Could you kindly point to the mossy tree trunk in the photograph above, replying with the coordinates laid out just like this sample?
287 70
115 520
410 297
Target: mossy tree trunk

▶ Directions for this task: Check every line above for the string "trunk" and copy those that have it.

▶ Response to this task:
Could you kindly point to the mossy tree trunk in the photograph above, replying with the coordinates laid out just like this sample?
Target: mossy tree trunk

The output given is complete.